··· Record set ···
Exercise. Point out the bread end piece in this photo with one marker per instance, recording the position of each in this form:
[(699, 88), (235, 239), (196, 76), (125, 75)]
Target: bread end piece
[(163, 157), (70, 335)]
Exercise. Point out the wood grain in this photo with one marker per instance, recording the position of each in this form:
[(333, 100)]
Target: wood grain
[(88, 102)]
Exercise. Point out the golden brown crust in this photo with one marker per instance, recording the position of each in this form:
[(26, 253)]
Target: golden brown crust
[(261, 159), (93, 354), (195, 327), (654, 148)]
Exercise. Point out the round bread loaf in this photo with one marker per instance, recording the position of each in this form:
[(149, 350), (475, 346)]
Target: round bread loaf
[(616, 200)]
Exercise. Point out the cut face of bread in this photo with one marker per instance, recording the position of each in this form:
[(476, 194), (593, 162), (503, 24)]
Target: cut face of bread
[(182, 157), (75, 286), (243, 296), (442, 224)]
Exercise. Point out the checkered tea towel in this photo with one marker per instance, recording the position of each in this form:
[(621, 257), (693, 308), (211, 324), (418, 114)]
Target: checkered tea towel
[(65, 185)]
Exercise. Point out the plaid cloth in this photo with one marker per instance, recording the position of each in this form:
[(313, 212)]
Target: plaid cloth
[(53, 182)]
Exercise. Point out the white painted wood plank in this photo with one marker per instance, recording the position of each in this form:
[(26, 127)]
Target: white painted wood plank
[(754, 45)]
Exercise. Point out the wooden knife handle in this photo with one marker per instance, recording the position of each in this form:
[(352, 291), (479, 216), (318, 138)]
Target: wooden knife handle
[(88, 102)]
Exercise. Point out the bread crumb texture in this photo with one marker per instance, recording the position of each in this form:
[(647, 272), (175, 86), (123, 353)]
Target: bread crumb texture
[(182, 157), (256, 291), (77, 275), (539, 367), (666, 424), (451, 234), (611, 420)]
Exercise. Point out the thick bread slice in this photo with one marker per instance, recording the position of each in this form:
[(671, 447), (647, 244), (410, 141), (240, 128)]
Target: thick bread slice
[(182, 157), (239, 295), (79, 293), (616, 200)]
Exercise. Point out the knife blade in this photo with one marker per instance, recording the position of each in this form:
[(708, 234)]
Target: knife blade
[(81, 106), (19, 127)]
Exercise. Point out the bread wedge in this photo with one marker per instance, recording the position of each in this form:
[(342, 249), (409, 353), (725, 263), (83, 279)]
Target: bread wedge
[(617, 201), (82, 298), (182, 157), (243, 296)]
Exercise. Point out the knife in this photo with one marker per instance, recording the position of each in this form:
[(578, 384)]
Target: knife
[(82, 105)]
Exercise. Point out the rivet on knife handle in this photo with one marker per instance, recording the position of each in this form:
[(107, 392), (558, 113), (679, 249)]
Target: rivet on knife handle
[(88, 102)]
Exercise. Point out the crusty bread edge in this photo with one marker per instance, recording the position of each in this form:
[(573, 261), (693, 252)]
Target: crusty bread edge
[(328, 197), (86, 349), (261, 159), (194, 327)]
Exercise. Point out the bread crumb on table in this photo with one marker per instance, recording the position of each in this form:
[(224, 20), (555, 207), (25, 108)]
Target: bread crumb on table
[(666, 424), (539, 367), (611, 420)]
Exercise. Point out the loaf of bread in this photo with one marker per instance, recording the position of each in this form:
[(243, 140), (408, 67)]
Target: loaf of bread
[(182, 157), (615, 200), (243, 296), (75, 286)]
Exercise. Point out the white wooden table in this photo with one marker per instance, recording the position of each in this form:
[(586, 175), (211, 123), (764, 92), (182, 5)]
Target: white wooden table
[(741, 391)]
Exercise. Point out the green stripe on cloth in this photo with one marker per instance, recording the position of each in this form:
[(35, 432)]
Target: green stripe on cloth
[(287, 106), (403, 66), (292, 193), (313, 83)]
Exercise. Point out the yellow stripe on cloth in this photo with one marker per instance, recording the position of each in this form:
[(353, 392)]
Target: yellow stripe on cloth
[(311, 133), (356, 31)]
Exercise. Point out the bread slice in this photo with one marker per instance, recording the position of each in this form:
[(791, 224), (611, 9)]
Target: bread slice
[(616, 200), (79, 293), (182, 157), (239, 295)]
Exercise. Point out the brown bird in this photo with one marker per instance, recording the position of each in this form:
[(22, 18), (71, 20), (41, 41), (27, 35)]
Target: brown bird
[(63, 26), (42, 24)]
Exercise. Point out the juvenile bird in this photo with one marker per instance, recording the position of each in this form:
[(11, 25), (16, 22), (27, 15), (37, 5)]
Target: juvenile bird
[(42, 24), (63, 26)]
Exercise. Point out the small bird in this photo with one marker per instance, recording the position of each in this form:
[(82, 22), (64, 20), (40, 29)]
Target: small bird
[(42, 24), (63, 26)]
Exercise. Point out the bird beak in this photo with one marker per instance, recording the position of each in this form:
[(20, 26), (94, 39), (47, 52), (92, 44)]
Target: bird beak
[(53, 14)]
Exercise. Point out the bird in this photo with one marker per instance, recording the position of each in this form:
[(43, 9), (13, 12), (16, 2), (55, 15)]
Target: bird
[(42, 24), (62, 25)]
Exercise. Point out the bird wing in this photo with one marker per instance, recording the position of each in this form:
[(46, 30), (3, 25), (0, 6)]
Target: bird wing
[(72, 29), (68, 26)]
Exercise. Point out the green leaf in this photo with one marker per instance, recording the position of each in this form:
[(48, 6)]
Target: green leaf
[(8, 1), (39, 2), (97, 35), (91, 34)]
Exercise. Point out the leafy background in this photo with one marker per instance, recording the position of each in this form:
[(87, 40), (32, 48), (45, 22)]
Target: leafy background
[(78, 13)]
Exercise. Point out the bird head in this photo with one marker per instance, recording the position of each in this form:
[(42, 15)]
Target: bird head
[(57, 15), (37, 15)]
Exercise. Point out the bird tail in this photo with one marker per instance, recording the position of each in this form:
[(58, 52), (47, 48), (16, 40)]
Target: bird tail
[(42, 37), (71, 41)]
···
→ Short exercise:
Above are some records; repeat all of them exactly.

→ Reply to the task:
Exercise. Point out the bread end piece in this photo with one marker per instance, recording the position of each in this form:
[(699, 88), (235, 239), (196, 76), (125, 75)]
Target: bread end piece
[(163, 157), (70, 335)]
Exercise. Point out the wood grain in this photo with one marker per instance, recording the position of each in this form:
[(333, 100)]
Target: wood grain
[(88, 102)]
Exercise. Point out the golden brown crust in this photo with one marker per instance, recording the position of each in this form:
[(26, 253)]
Target: golden brown crust
[(261, 159), (93, 354), (195, 327), (654, 148)]
Exercise. Point out the round bread loaf in this photo with one marker per instance, recording the position of each in this form:
[(149, 350), (475, 346)]
Target: round bread loaf
[(616, 200)]
Exercise. Point out the cut face of bread in this photo with one marker per instance, recording the position of each in this form:
[(476, 194), (593, 162), (503, 24)]
Target: cut face of bread
[(182, 157), (75, 286), (243, 296), (442, 224)]
Exercise. Point out the checkered tea towel in this photo with one marker per instance, recording the position of each in this form:
[(621, 257), (693, 308), (211, 324), (418, 114)]
Target: checkered tea towel
[(65, 185)]
Exercise. Point out the plaid cloth in this photo with one marker per instance, recording the position of each in this form:
[(313, 212)]
Target: plaid cloth
[(53, 182)]
Exercise. Point out the white painted wood plank in this photo with one marker per instance, recording the position of each in this form:
[(26, 127)]
Target: white painted wood plank
[(754, 45)]
Exercise. Point out the wooden knife handle in this photo with one marker per instance, recording the position of each in this form:
[(352, 291), (479, 216), (318, 138)]
Target: wooden knife handle
[(88, 102)]
Exercise. Point out the bread crumb texture in this photo with one marker per instance, recording the position of each in this form:
[(647, 272), (175, 86), (123, 353)]
Target: bread crumb texture
[(182, 157), (256, 291), (77, 275), (539, 367), (666, 424), (451, 234), (611, 420)]
Exercise. Point out the thick bread slice in this photo with one marker per instance, recording the position of each in this form:
[(671, 447), (647, 244), (410, 141), (240, 128)]
Target: thick bread slice
[(182, 157), (239, 295), (79, 293), (616, 200)]
Exercise. Point out the knife blade in this photo with one marker per instance, recording the position of each in this form:
[(708, 234)]
Target: knife blade
[(81, 106), (19, 127)]
Exercise. Point out the bread wedge in this photo with one marker per instance, recording the position of each in this form:
[(342, 249), (409, 353), (725, 263), (83, 279)]
Target: bread wedge
[(617, 201), (82, 298), (182, 157), (243, 296)]
Exercise. Point out the knife in this photo with one marker per instance, recording the position of each in this form:
[(578, 384)]
Target: knife
[(82, 105)]
Exercise. Point out the rivet on knife handle in this photo with one marker per instance, recording the position of each in this form:
[(107, 392), (558, 113), (679, 249)]
Target: rivet on knife handle
[(88, 102)]
Exercise. Point out the crusty bread edge in this photo with one marker per instance, recording the position of each in this form:
[(573, 261), (693, 252)]
Target: crusty bread edge
[(328, 197), (86, 349), (261, 159), (194, 327)]
Exercise. Point out the bread crumb on table in this photo with one marker per instance, recording the position of each in this form:
[(224, 20), (555, 207), (25, 108)]
Target: bread crumb on table
[(666, 424), (539, 367), (611, 420)]
Exercise. Point out the loaf of bread in this photo with one marker per instance, recording the position of each in this form:
[(243, 140), (408, 67)]
Target: loaf of bread
[(182, 157), (615, 200), (243, 296), (75, 286)]
Exercise. Point out the white wooden table in this photo with one marker per instance, recording the position of each in this form:
[(586, 175), (211, 123), (764, 92), (182, 5)]
Target: white wooden table
[(741, 391)]
Exercise. Point out the green stripe on cloth in this photo with one marker per instance, recording the position of each in this form:
[(35, 432)]
Target: green stripe on cloth
[(287, 106), (403, 66), (292, 193), (313, 83)]
Exercise. Point out the yellow stripe on cloth in this photo with one marker per instance, recording the position of each in this form:
[(353, 392)]
Target: yellow stripe on cloth
[(311, 133), (356, 31)]
Exercise. Point out the bread slice in this photo with one marker per instance, recording the position of each in this form:
[(791, 224), (611, 9)]
Target: bread slice
[(616, 200), (79, 293), (182, 157), (239, 295)]
Exercise. Point out the brown bird in this photo with one marker per instance, recording the position of each in this form:
[(22, 18), (71, 20), (41, 41), (27, 35)]
Target: brown bird
[(63, 26), (42, 24)]
Exercise. Point out the juvenile bird in this photo with one marker per instance, recording the position of each in this form:
[(11, 25), (16, 22), (27, 15), (37, 5)]
Target: juvenile bird
[(42, 24), (63, 26)]
Exercise. Point out the small bird in this photo with one marker per instance, recording the position of each in this form:
[(82, 22), (64, 20), (40, 29)]
Target: small bird
[(42, 24), (63, 26)]
Exercise. Point out the bird beak in this photo with one marker per instance, recording the position of each in this form:
[(20, 26), (94, 39), (47, 52), (92, 44)]
Target: bird beak
[(53, 14)]
Exercise. Point out the bird in this photo with one marker per instance, recording the position of each in this form:
[(43, 9), (13, 12), (16, 2), (55, 15)]
Target: bird
[(42, 24), (62, 25)]
Exercise. Point out the bird wing in this photo with one marker per instance, recording the position of each in this form:
[(46, 30), (3, 25), (0, 6)]
Target: bird wing
[(72, 29), (68, 26)]
Exercise. Point out the green leaf in this photo with one marker per instance, recording the position of each in this form:
[(48, 6)]
Target: green leaf
[(8, 1), (39, 2), (97, 35), (91, 34)]
Exercise. Point out the leafy background in this photo with one marker per instance, recording the position of each in this form:
[(87, 40), (32, 48), (45, 22)]
Target: leafy background
[(78, 13)]
Exercise. Point out the bird head in this photo with one marker per instance, recording the position of each in this form:
[(42, 15)]
Target: bird head
[(57, 15), (37, 15)]
Exercise. Point out the bird tail in this photo with one marker per instance, recording the position of each in this form:
[(58, 52), (47, 48), (16, 40)]
Target: bird tail
[(42, 37), (71, 41)]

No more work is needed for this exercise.